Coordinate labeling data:
§ §

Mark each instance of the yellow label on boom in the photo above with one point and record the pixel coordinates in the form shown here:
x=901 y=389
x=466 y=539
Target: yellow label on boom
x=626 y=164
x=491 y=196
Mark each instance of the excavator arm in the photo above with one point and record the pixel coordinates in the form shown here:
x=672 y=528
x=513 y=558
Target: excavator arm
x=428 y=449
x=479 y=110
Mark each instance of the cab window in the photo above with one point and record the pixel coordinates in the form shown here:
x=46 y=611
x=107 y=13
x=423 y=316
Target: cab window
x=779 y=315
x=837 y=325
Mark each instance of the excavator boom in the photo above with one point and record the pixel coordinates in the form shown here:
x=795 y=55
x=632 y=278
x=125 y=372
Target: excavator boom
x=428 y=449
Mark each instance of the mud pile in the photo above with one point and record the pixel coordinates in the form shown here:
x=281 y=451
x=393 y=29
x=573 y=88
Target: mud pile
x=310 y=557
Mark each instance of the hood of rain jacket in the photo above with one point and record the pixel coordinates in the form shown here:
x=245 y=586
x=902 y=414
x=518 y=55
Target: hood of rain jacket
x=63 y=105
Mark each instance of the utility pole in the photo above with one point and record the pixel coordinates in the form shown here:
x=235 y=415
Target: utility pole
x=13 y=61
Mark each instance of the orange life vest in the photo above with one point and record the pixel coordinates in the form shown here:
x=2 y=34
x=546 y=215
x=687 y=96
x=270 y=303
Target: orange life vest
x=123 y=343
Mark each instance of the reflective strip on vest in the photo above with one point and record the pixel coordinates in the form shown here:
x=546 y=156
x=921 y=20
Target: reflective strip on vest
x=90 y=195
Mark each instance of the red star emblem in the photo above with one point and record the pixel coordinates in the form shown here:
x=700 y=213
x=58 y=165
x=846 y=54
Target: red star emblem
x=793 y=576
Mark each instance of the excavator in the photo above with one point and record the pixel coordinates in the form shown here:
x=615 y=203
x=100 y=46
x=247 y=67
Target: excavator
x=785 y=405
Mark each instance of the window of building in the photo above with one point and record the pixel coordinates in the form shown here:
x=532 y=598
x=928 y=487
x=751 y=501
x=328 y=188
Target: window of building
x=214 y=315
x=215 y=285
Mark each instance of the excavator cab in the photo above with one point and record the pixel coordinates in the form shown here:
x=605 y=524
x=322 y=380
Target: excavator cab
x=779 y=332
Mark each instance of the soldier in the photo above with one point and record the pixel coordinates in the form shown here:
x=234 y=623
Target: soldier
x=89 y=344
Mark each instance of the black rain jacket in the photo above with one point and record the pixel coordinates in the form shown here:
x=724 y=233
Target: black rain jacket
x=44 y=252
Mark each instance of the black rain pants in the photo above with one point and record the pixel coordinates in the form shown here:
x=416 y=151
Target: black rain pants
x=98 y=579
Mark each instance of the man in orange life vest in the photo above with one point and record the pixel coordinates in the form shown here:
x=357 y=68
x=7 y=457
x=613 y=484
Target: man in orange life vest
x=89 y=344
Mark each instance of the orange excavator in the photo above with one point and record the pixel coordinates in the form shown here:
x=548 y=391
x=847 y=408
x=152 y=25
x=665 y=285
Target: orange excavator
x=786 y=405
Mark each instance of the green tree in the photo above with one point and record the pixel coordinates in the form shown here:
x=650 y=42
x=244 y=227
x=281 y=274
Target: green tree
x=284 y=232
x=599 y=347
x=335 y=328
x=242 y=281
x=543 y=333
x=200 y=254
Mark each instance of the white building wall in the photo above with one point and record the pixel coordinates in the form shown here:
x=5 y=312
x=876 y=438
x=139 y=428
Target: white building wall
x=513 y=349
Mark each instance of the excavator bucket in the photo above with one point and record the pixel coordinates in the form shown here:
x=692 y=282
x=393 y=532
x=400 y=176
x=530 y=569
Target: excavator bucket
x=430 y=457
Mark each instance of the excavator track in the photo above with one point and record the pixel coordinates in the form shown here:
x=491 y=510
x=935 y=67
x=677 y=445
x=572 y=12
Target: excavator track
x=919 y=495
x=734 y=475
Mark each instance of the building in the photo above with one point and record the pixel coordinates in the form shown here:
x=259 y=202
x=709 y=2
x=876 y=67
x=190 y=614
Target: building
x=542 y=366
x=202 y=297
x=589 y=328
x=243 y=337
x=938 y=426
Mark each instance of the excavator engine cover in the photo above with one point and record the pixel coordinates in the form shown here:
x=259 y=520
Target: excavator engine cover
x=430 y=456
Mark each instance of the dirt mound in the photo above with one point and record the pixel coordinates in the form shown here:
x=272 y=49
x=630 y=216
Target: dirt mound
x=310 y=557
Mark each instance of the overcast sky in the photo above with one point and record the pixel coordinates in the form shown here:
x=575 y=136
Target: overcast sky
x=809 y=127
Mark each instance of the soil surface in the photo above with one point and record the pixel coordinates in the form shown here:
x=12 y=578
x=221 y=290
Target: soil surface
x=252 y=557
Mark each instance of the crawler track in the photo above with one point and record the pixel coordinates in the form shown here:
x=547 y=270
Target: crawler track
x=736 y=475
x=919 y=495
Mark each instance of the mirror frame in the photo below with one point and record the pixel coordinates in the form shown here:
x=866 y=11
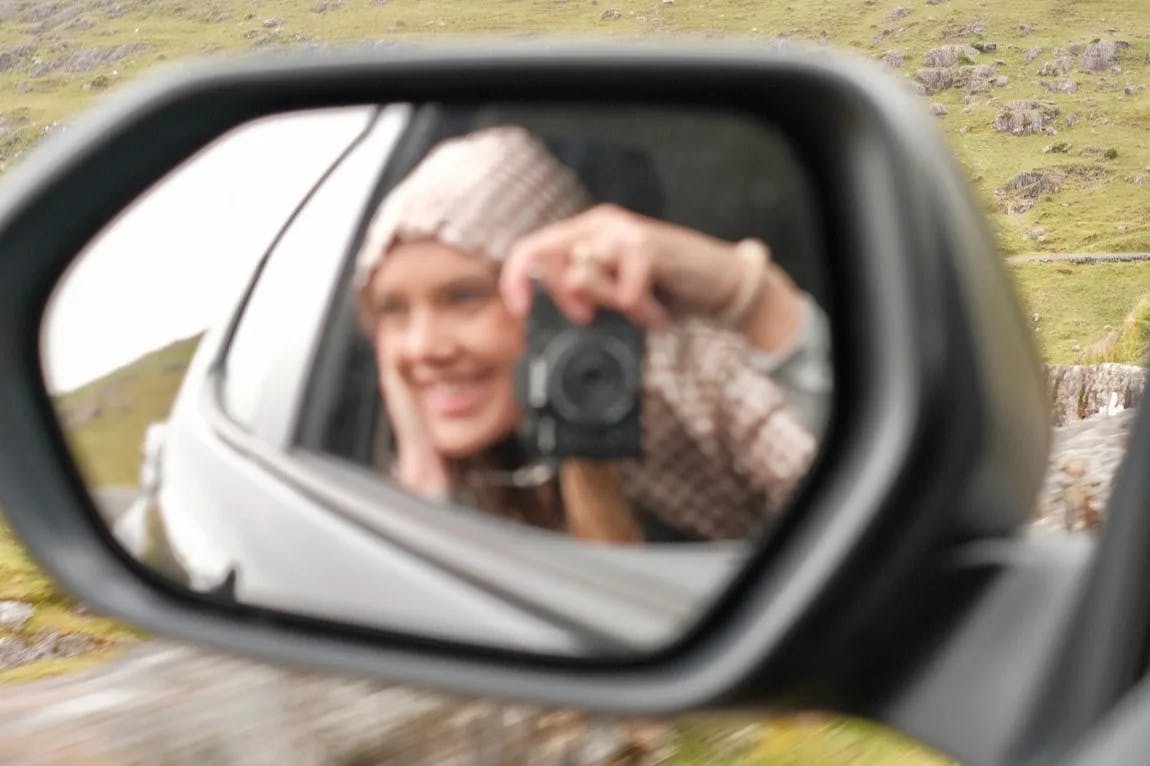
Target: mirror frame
x=940 y=433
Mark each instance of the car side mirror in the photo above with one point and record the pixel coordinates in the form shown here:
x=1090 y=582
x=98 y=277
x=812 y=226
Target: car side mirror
x=933 y=431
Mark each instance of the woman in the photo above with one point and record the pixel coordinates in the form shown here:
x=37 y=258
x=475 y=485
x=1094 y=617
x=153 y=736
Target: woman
x=444 y=286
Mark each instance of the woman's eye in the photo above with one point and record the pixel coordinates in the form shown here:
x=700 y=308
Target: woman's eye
x=468 y=297
x=390 y=309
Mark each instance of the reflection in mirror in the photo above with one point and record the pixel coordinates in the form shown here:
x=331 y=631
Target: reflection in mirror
x=524 y=376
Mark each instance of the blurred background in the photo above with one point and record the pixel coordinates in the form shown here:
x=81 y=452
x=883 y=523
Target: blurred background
x=1044 y=105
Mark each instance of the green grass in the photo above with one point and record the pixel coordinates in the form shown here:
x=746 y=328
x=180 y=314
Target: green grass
x=107 y=445
x=22 y=580
x=1103 y=215
x=1075 y=303
x=1079 y=305
x=796 y=741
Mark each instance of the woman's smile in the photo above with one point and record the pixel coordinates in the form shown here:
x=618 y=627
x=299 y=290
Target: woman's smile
x=455 y=397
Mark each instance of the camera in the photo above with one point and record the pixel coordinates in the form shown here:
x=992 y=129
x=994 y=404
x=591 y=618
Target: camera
x=580 y=387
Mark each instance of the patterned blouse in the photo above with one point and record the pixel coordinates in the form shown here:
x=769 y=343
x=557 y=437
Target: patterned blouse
x=723 y=450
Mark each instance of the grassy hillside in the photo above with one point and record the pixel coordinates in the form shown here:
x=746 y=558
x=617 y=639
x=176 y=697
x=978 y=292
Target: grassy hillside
x=105 y=423
x=1090 y=165
x=106 y=419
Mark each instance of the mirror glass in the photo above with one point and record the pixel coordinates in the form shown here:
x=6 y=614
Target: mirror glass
x=528 y=376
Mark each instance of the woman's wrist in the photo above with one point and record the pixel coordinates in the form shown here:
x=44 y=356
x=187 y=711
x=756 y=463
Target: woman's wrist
x=753 y=259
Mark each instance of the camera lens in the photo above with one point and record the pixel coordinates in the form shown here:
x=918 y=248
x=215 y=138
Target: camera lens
x=593 y=381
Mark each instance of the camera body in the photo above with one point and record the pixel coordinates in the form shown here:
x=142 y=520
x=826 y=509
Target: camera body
x=580 y=387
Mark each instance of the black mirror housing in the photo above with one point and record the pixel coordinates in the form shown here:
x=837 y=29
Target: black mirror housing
x=940 y=433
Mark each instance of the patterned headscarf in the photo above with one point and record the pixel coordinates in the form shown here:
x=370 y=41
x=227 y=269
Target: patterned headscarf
x=480 y=192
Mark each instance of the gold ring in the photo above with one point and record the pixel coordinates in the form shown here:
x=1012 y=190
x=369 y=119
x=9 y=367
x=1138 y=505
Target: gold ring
x=587 y=255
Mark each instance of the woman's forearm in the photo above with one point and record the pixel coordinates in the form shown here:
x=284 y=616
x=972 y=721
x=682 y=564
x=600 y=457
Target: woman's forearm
x=775 y=316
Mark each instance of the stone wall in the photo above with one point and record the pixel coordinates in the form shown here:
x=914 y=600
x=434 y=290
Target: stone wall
x=1094 y=408
x=1079 y=391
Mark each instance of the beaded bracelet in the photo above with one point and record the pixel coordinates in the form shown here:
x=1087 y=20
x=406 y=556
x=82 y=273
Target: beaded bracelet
x=754 y=255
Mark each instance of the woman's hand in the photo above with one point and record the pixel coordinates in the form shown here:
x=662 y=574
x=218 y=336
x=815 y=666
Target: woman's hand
x=608 y=257
x=419 y=467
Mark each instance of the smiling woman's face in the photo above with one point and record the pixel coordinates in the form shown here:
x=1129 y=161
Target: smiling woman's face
x=441 y=322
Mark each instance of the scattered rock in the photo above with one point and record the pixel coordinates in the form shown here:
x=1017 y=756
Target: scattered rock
x=1080 y=474
x=12 y=58
x=948 y=55
x=1025 y=189
x=974 y=29
x=1026 y=117
x=1056 y=68
x=98 y=83
x=78 y=24
x=978 y=79
x=89 y=59
x=935 y=79
x=1059 y=85
x=1099 y=55
x=1079 y=391
x=45 y=644
x=40 y=67
x=894 y=59
x=14 y=614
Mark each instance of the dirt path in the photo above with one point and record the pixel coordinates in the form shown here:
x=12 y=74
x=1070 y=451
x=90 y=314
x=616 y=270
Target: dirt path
x=166 y=703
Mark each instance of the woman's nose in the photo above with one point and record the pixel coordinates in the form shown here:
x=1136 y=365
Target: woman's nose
x=428 y=338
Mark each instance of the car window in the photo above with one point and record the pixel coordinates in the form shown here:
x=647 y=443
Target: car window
x=266 y=354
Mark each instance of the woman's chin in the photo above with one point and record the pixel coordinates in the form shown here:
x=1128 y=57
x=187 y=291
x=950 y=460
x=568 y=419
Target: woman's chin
x=459 y=443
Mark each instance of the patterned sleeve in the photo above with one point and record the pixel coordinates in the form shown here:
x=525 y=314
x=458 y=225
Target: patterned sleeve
x=706 y=378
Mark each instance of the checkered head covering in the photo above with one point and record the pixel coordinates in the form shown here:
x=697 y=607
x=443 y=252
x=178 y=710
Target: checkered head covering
x=480 y=192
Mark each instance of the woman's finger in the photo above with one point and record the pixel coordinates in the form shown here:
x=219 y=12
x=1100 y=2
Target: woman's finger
x=538 y=255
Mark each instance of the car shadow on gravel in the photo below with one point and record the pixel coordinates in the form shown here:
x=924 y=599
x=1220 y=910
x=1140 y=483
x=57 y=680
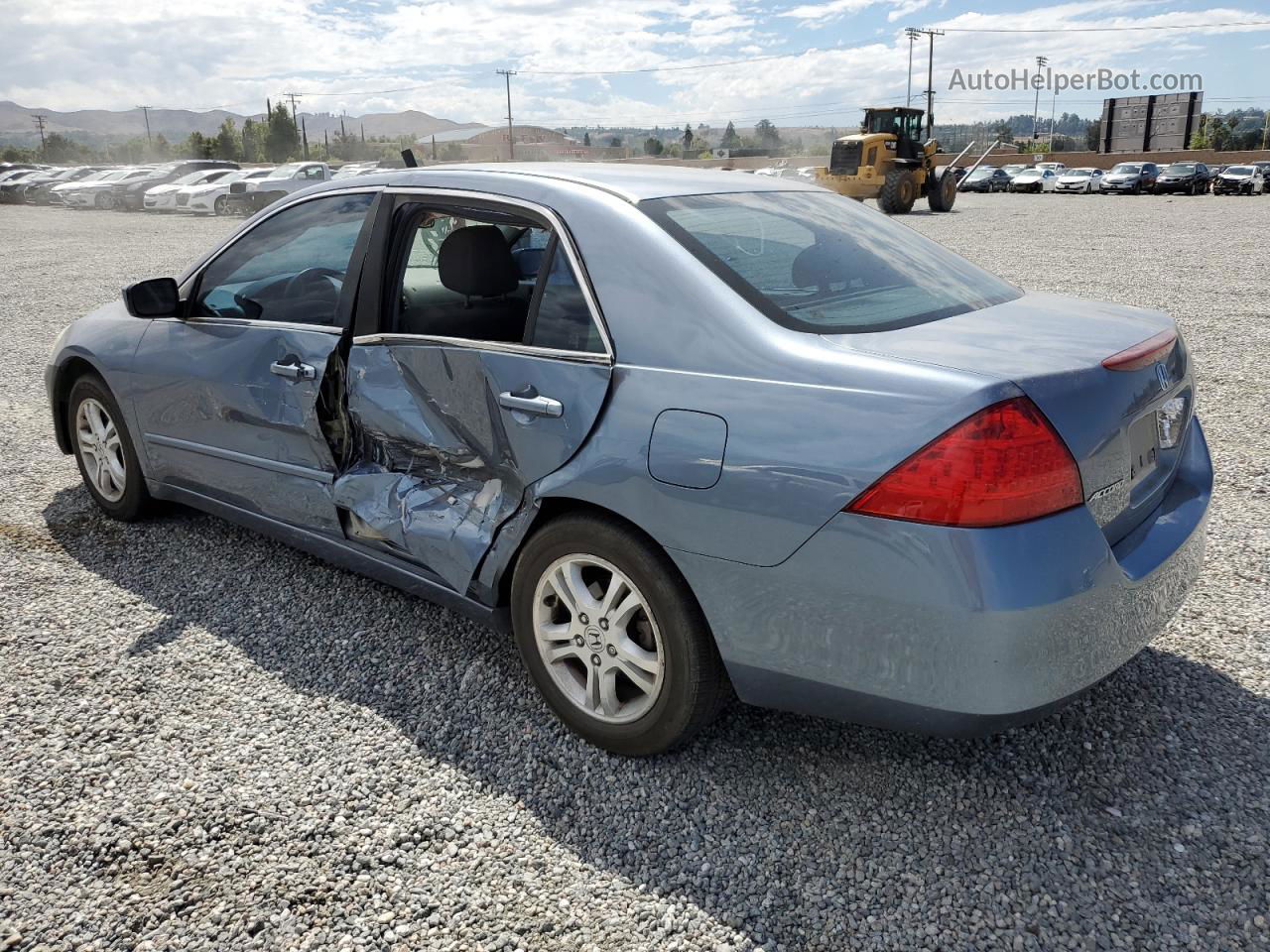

§ §

Requirement: Copy the lines from the records verbatim, starting at the line containing "Mark each instance of the black mirror" and ending with the line containing "x=754 y=255", including both.

Solution to this problem:
Mark each instance of the black mirror housing in the photo above with one point and record the pixel coordinates in the form shown here:
x=837 y=29
Target: black mirror housing
x=940 y=433
Mark each instance of the patterned headscarf in the photo above with one point and record the pixel coordinates in the form shown here:
x=370 y=41
x=227 y=269
Target: patterned headscarf
x=480 y=192
Mark each instance of the gold ring in the photo above with one point and record the pixel coordinates in the form shown here:
x=1012 y=190
x=369 y=119
x=9 y=367
x=1138 y=505
Target: gold ring
x=587 y=255
Mark each instance of the woman's forearm in the photo above with one point and record the pixel coordinates in the form shown here:
x=284 y=616
x=972 y=721
x=682 y=564
x=600 y=457
Target: woman's forearm
x=775 y=316
Mark each instance of the stone wall in the photo above with one point and record the pixel coordinates in the form shown here:
x=914 y=600
x=434 y=290
Target: stone wall
x=1094 y=408
x=1079 y=391
Mark each instance of the beaded bracelet in the photo above with one point and record the pixel coordinates in the form shown here:
x=1087 y=20
x=406 y=556
x=82 y=273
Target: beaded bracelet
x=754 y=255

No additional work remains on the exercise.